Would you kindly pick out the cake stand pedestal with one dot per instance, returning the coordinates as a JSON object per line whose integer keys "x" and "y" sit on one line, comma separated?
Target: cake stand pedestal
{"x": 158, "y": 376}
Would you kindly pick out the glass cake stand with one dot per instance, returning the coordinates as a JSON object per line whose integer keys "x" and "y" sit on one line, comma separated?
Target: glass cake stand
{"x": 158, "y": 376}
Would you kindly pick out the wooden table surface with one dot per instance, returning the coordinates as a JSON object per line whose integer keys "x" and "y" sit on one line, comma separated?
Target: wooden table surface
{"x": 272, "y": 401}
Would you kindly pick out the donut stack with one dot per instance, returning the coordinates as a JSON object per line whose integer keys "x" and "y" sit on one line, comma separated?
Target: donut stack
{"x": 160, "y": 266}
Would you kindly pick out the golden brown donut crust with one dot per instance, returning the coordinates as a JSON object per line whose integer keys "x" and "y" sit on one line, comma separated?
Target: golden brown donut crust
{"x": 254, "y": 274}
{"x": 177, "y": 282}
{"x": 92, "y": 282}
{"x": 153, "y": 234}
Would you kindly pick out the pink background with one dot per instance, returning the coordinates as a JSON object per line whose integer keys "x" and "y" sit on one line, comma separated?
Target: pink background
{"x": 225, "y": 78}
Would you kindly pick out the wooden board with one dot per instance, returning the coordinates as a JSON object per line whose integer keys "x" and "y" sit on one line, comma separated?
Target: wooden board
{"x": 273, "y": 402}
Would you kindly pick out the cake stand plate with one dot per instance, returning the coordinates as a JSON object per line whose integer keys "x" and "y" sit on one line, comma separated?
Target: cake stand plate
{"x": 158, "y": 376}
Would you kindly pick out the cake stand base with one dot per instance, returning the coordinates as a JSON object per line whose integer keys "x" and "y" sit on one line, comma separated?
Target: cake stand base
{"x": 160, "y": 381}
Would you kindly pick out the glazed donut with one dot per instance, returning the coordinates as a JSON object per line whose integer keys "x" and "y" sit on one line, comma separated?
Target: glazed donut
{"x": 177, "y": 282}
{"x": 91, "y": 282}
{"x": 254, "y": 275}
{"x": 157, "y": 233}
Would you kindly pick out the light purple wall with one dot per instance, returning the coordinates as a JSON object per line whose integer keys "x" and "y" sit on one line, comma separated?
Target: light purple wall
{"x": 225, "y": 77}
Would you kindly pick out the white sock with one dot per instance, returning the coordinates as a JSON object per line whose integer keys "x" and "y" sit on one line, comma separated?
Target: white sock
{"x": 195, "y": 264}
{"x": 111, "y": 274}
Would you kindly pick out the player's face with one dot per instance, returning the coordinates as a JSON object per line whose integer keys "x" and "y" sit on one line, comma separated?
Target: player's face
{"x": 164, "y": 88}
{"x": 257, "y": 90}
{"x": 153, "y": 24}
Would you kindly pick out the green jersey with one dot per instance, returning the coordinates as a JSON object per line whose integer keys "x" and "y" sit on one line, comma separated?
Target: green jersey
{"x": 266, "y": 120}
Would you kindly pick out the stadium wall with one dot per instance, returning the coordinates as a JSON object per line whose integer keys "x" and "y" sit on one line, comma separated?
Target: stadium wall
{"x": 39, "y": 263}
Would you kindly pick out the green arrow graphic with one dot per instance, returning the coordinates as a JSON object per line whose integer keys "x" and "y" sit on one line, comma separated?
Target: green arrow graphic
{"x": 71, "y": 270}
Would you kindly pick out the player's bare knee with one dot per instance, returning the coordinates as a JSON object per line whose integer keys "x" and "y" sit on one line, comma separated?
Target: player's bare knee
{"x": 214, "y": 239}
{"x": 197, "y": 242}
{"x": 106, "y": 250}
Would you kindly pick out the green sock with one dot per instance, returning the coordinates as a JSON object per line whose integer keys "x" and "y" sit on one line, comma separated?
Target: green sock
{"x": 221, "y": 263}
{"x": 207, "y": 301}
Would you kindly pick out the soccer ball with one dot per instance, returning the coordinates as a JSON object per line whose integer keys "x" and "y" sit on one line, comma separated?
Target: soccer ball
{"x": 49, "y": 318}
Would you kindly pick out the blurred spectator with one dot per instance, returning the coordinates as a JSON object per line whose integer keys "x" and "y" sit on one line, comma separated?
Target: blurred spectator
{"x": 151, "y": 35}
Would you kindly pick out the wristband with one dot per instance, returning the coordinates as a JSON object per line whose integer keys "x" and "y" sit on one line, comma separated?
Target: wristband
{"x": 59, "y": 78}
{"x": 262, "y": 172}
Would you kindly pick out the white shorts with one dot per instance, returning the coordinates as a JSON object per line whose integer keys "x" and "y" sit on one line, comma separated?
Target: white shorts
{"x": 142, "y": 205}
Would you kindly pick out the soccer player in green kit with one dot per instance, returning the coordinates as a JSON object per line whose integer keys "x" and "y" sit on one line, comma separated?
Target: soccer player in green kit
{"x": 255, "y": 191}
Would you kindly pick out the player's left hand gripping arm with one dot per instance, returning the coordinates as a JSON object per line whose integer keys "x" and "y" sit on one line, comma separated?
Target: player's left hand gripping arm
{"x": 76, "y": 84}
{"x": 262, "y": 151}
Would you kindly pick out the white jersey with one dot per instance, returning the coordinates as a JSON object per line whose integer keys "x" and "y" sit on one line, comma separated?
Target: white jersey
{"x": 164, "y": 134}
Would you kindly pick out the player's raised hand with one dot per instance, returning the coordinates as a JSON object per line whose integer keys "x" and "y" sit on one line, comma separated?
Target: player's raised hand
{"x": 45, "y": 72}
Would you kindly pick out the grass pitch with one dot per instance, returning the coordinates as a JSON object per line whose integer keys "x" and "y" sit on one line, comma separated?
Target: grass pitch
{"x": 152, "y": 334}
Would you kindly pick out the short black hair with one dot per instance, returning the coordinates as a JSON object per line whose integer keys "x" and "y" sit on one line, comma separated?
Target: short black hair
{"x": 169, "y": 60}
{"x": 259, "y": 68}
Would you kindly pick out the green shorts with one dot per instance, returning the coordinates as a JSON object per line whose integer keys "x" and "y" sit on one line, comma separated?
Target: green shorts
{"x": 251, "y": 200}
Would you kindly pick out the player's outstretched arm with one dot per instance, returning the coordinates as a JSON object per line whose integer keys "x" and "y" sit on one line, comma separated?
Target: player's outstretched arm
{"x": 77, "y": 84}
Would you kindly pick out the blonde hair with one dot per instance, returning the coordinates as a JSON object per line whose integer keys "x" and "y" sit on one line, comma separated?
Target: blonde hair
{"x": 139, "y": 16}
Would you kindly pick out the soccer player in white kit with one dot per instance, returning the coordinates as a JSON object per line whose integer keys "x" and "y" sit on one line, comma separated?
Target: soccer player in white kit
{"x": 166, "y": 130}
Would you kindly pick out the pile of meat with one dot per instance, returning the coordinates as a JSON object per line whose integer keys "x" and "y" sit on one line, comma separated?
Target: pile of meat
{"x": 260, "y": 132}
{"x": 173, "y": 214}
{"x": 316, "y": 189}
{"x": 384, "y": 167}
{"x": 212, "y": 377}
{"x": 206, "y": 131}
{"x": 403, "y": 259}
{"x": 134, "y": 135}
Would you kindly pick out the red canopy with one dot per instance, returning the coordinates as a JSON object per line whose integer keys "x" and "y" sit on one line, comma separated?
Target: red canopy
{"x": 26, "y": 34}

* _Short exercise_:
Reproduce the data as a numbered list, beginning with the line that contains "Would you kindly pick out the player's outstretched" and ending with the final line of the data. Include both of those lines and omit any blank lines.

* _Answer for the task_:
1. Would you kindly pick out the player's outstretched arm with one dot per instance, returning the coordinates as a JSON object per line whose integer keys "x" and "y" sit on one line, comma separated?
2. Target: player's outstretched arm
3. {"x": 77, "y": 84}
4. Would you kindly pick out the blonde hair with one dot per instance, returning the coordinates as a JSON object per line whose integer keys "x" and "y" sit on one line, comma separated?
5. Target: blonde hair
6. {"x": 139, "y": 16}
7. Would you kindly pick out the soccer player in white kit with one dot per instance, returning the coordinates as a JSON object per line whose integer keys "x" and "y" sit on one line, comma separated?
8. Target: soccer player in white kit
9. {"x": 166, "y": 130}
10. Would you kindly pick out the pile of meat with one dot per instance, returning the coordinates as a JSON object per line whose integer keys "x" and "y" sit on one line, comma separated?
11. Target: pile of meat
12. {"x": 260, "y": 132}
13. {"x": 173, "y": 214}
14. {"x": 316, "y": 189}
15. {"x": 384, "y": 167}
16. {"x": 212, "y": 377}
17. {"x": 206, "y": 131}
18. {"x": 403, "y": 259}
19. {"x": 134, "y": 135}
20. Would you kindly pick out the red canopy with one dot per instance, returning the coordinates as a JSON object per line whose integer keys "x" and "y" sit on one line, comma separated?
21. Target: red canopy
22. {"x": 26, "y": 34}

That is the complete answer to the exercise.